From the data below, return the exact lines starting at the line containing "Category: sofa back cushion" and ending at the line containing "Category: electric fireplace", both included, and nothing else.

## Listed records
=======

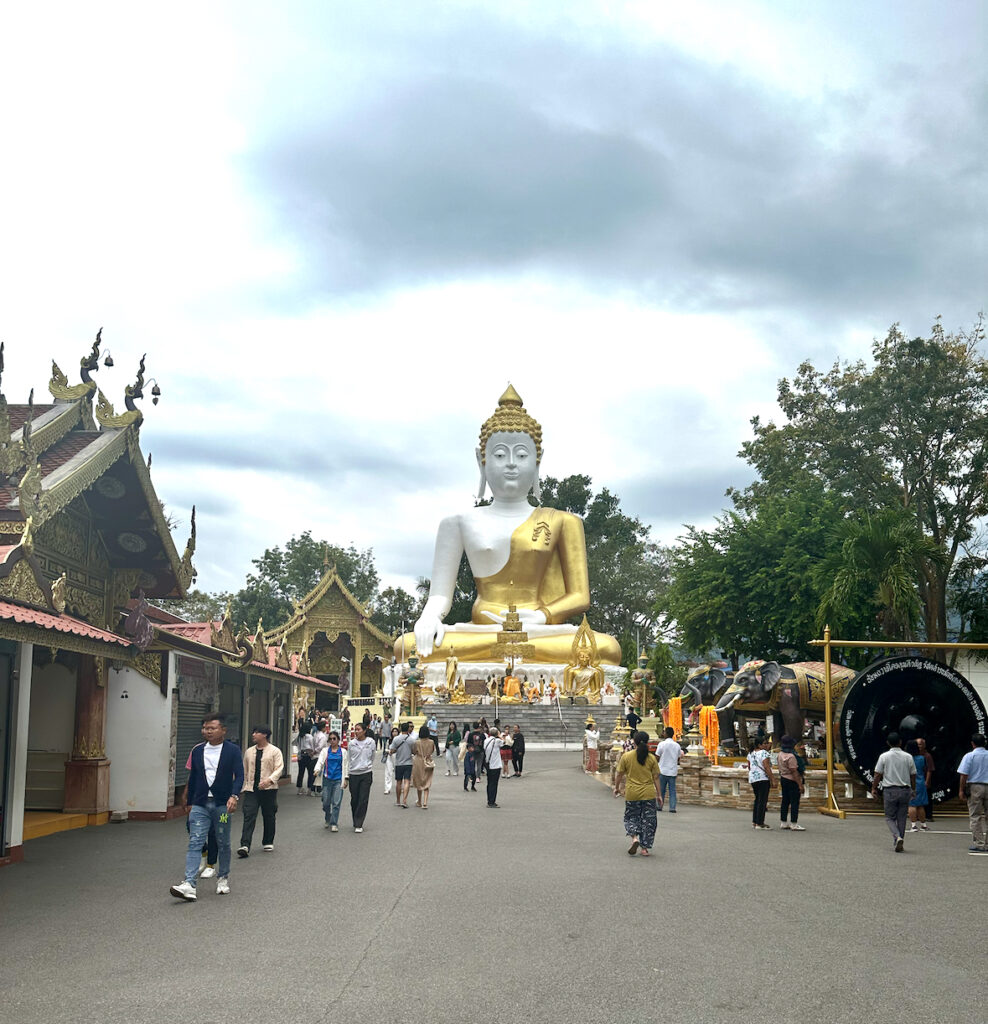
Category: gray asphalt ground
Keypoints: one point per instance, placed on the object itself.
(530, 912)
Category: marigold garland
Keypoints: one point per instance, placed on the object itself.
(710, 730)
(676, 715)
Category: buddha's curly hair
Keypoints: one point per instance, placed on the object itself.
(510, 417)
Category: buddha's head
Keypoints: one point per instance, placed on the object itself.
(510, 451)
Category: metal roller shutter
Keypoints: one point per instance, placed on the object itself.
(189, 733)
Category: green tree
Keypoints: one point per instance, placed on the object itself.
(199, 606)
(910, 432)
(628, 570)
(752, 586)
(395, 606)
(285, 576)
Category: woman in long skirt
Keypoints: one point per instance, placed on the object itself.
(423, 766)
(389, 761)
(639, 779)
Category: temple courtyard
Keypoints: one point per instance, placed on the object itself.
(529, 912)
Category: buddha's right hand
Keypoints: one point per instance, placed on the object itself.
(429, 631)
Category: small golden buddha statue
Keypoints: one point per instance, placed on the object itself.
(534, 558)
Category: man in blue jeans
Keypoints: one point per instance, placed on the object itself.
(332, 771)
(670, 755)
(215, 780)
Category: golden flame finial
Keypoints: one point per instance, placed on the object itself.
(511, 417)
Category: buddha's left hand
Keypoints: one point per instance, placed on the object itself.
(531, 615)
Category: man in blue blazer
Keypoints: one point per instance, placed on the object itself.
(215, 780)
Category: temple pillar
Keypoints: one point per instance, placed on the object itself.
(356, 674)
(87, 772)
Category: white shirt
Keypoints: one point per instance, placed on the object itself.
(897, 767)
(361, 756)
(491, 750)
(669, 754)
(211, 763)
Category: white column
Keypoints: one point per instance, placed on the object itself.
(22, 716)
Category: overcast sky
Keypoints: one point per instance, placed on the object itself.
(339, 229)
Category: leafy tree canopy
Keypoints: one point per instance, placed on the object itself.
(910, 432)
(628, 570)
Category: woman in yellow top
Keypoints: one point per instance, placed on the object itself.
(638, 777)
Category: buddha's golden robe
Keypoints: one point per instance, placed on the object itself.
(546, 570)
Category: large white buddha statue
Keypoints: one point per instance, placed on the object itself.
(532, 558)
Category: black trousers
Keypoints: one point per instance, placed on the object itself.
(761, 791)
(494, 777)
(359, 786)
(306, 764)
(264, 801)
(790, 800)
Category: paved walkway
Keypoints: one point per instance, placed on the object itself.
(530, 912)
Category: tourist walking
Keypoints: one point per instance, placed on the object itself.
(215, 780)
(931, 768)
(263, 765)
(491, 758)
(401, 751)
(637, 778)
(333, 768)
(670, 755)
(517, 752)
(592, 737)
(917, 805)
(762, 780)
(790, 784)
(507, 743)
(423, 766)
(974, 787)
(470, 758)
(360, 749)
(895, 774)
(306, 761)
(320, 739)
(453, 750)
(387, 759)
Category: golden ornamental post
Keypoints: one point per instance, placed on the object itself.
(831, 805)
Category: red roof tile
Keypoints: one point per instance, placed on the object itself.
(59, 624)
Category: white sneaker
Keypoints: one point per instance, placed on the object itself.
(183, 891)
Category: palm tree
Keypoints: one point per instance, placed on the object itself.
(882, 556)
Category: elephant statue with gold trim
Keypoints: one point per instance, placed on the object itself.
(788, 692)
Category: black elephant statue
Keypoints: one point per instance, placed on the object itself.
(787, 692)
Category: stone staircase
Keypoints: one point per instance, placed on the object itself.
(543, 725)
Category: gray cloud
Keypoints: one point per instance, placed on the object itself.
(629, 166)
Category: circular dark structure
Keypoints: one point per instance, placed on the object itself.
(914, 696)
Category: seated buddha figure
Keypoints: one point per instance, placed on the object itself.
(533, 558)
(584, 679)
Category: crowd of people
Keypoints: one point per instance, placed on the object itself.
(221, 777)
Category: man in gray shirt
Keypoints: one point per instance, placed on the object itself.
(896, 773)
(401, 749)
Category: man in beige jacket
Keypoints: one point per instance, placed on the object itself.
(263, 765)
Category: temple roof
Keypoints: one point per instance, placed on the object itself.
(209, 635)
(331, 581)
(54, 455)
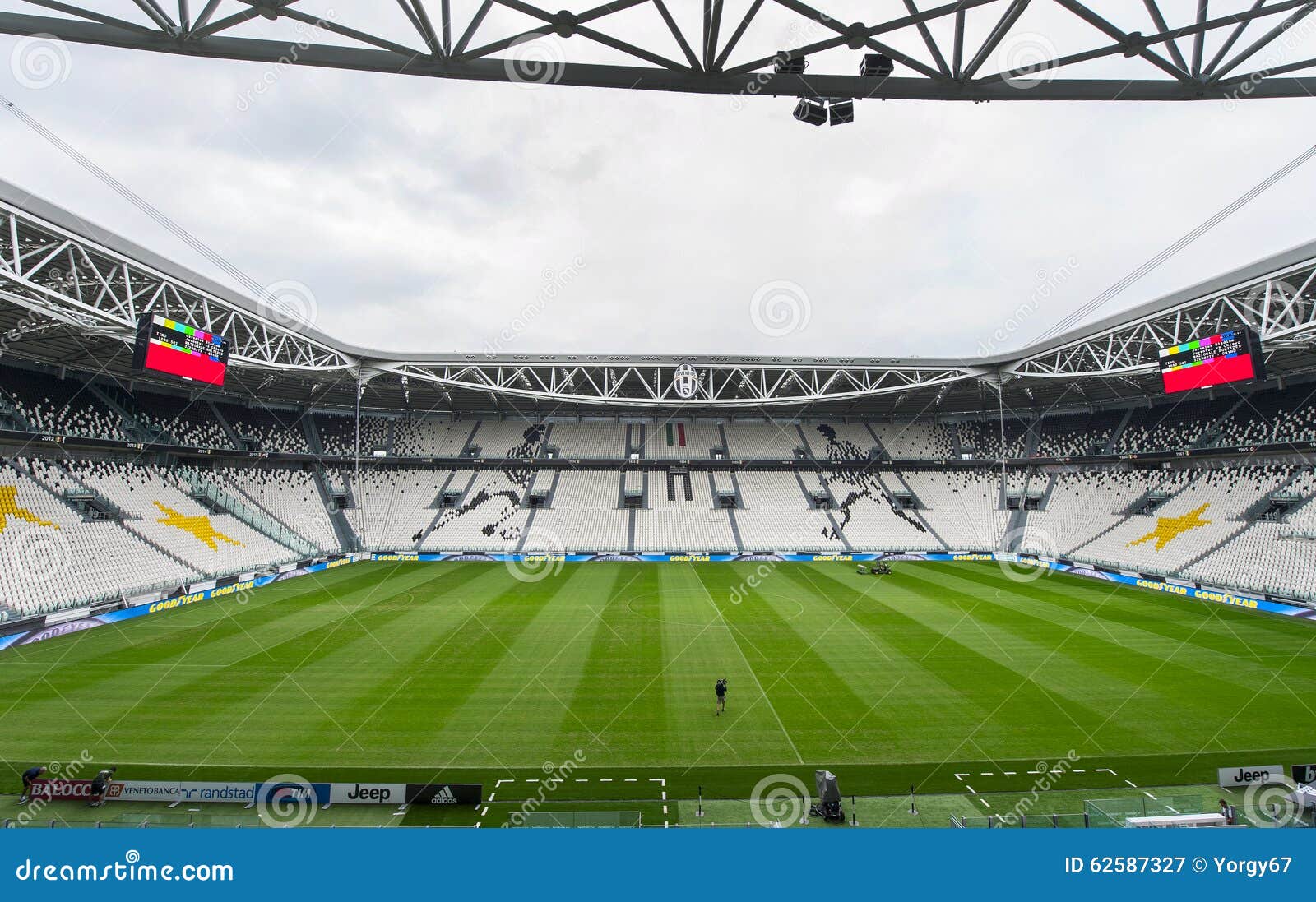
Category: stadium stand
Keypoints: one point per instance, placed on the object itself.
(590, 441)
(761, 441)
(141, 525)
(161, 511)
(915, 441)
(490, 517)
(1073, 434)
(985, 438)
(510, 438)
(1270, 419)
(266, 429)
(61, 406)
(1165, 426)
(54, 557)
(431, 437)
(682, 439)
(339, 434)
(179, 421)
(290, 496)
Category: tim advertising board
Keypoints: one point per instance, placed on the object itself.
(1256, 775)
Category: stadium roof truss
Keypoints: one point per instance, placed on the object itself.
(66, 283)
(1280, 307)
(628, 382)
(953, 50)
(63, 279)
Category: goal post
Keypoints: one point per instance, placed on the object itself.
(581, 820)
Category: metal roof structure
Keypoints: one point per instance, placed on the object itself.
(975, 50)
(72, 294)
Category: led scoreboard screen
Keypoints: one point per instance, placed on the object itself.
(1230, 357)
(179, 350)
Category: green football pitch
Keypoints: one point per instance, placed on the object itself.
(948, 676)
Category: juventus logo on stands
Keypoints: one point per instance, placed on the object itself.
(686, 382)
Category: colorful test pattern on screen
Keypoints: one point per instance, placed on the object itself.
(1230, 357)
(181, 350)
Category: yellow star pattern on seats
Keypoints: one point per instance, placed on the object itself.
(10, 508)
(199, 528)
(1171, 528)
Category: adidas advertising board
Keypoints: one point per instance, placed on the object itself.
(445, 793)
(1254, 775)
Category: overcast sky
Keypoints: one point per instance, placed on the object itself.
(425, 215)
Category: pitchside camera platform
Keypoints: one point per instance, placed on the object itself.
(177, 349)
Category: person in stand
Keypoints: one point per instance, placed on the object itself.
(30, 777)
(100, 785)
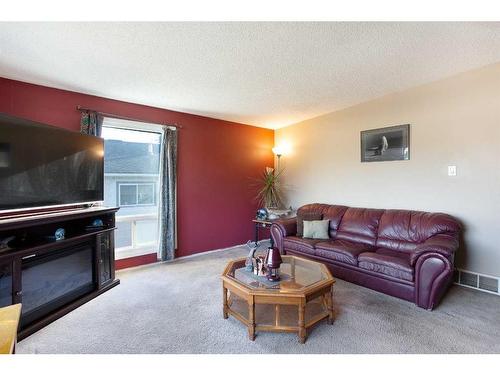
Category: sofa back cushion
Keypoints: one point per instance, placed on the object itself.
(306, 216)
(403, 230)
(313, 211)
(360, 225)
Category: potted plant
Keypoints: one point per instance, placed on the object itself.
(269, 194)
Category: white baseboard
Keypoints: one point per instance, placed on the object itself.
(478, 281)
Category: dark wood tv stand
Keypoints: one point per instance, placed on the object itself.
(88, 249)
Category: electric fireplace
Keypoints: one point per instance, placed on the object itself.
(52, 280)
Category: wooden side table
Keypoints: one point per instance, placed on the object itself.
(9, 322)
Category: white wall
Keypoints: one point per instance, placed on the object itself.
(455, 121)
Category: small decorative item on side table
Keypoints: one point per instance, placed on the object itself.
(273, 262)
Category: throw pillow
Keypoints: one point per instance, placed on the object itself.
(316, 229)
(306, 216)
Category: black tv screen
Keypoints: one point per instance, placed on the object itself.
(42, 165)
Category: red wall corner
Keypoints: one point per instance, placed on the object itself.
(217, 160)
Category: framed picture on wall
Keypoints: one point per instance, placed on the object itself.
(386, 144)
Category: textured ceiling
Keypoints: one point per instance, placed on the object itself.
(264, 74)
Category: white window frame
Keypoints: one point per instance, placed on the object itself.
(138, 126)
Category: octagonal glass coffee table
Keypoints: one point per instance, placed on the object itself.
(301, 299)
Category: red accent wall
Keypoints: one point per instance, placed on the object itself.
(217, 159)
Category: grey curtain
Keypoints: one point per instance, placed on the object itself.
(168, 194)
(91, 123)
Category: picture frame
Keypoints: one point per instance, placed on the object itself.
(386, 144)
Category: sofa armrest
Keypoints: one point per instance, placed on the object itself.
(444, 244)
(282, 228)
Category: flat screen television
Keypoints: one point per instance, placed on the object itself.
(45, 166)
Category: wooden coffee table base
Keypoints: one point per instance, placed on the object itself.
(324, 292)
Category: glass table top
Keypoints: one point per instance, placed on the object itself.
(296, 274)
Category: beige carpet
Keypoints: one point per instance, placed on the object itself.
(177, 308)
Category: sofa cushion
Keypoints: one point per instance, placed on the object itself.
(341, 250)
(299, 244)
(317, 229)
(403, 230)
(334, 214)
(386, 262)
(306, 216)
(360, 225)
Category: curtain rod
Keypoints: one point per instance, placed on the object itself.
(80, 108)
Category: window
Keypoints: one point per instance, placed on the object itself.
(136, 194)
(131, 180)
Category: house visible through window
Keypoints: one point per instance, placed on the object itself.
(130, 194)
(131, 180)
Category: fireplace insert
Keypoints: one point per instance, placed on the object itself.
(52, 280)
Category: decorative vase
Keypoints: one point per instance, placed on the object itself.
(249, 260)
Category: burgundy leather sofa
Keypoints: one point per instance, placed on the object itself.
(406, 254)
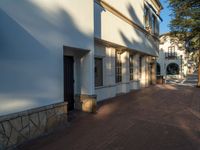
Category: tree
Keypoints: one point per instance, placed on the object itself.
(185, 24)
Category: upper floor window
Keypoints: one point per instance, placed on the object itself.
(171, 54)
(131, 64)
(153, 24)
(118, 67)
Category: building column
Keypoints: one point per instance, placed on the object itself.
(153, 76)
(143, 72)
(86, 100)
(125, 71)
(109, 66)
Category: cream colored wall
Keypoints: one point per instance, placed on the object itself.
(165, 62)
(131, 9)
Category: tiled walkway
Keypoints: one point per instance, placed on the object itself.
(161, 117)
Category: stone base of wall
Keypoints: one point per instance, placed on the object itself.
(86, 103)
(23, 126)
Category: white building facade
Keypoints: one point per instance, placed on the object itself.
(172, 60)
(75, 52)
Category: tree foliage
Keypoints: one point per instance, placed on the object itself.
(185, 23)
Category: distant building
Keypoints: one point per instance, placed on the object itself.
(172, 60)
(56, 56)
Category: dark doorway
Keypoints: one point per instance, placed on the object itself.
(69, 81)
(173, 69)
(158, 69)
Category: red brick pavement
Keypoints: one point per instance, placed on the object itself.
(161, 117)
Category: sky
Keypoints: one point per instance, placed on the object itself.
(165, 15)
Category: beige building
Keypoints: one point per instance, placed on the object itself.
(57, 56)
(173, 58)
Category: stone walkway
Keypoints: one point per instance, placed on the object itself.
(161, 117)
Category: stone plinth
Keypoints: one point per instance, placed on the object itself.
(23, 126)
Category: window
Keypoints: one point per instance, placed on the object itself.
(171, 54)
(146, 17)
(118, 67)
(131, 62)
(153, 24)
(98, 72)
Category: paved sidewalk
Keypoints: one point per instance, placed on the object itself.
(161, 117)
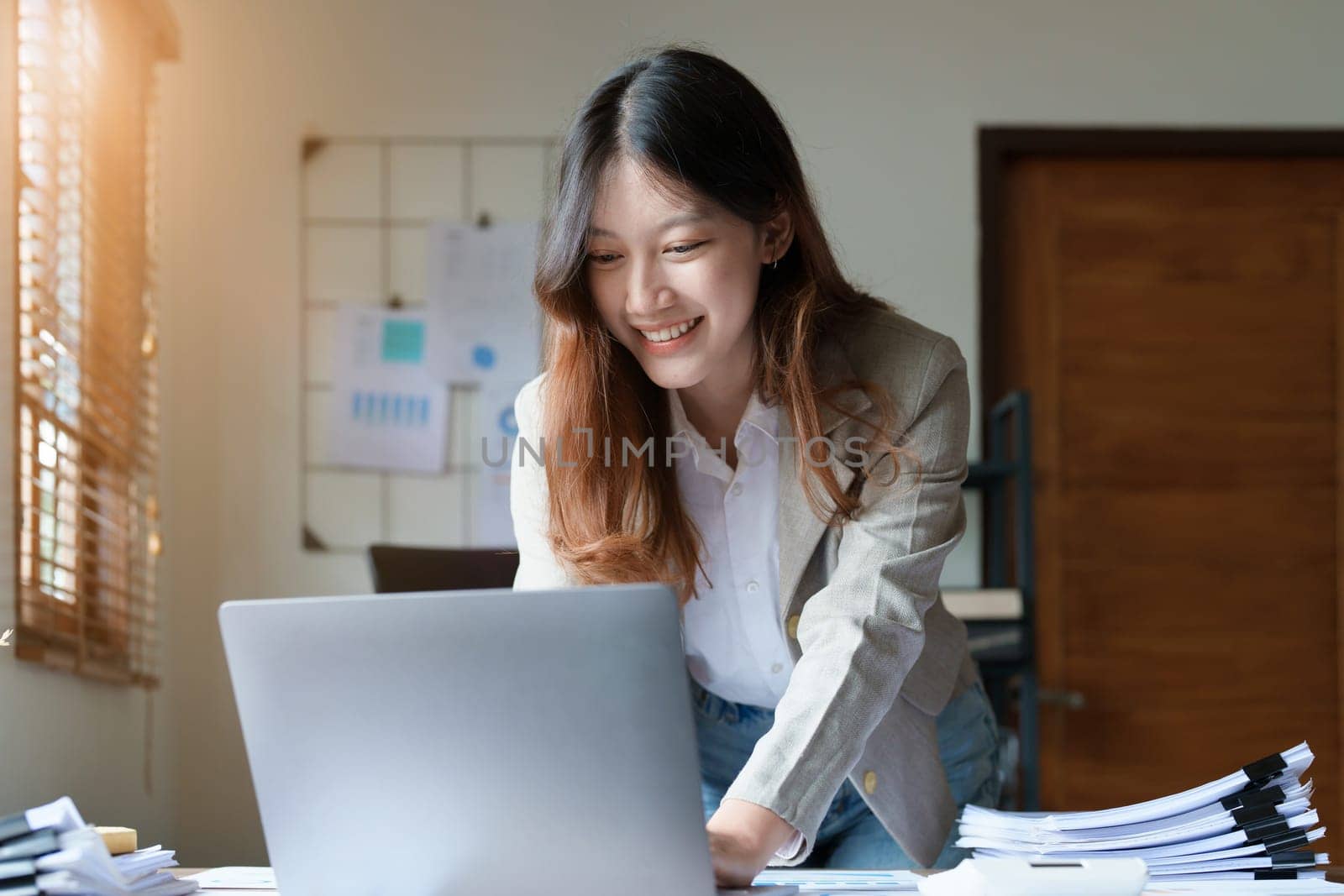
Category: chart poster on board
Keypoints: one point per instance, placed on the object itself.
(484, 322)
(387, 410)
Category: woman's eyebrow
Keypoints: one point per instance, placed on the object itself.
(685, 217)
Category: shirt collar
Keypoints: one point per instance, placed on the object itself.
(757, 414)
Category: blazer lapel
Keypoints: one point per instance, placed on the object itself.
(800, 530)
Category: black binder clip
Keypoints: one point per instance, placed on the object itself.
(1287, 842)
(1249, 799)
(1265, 770)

=======

## Reply to the exercise
Category: sofa back cushion
Keypoints: one point per instance, placed on the object itself.
(306, 216)
(403, 230)
(313, 211)
(360, 225)
Category: potted plant
Keypoints: one point per instance, placed on the object itself.
(269, 194)
Category: white baseboard
Keypoints: one point per instance, placed on the object itself.
(478, 281)
Category: dark wood tv stand
Keypoints: one point per instance, placed on the object itself.
(88, 249)
Category: electric fireplace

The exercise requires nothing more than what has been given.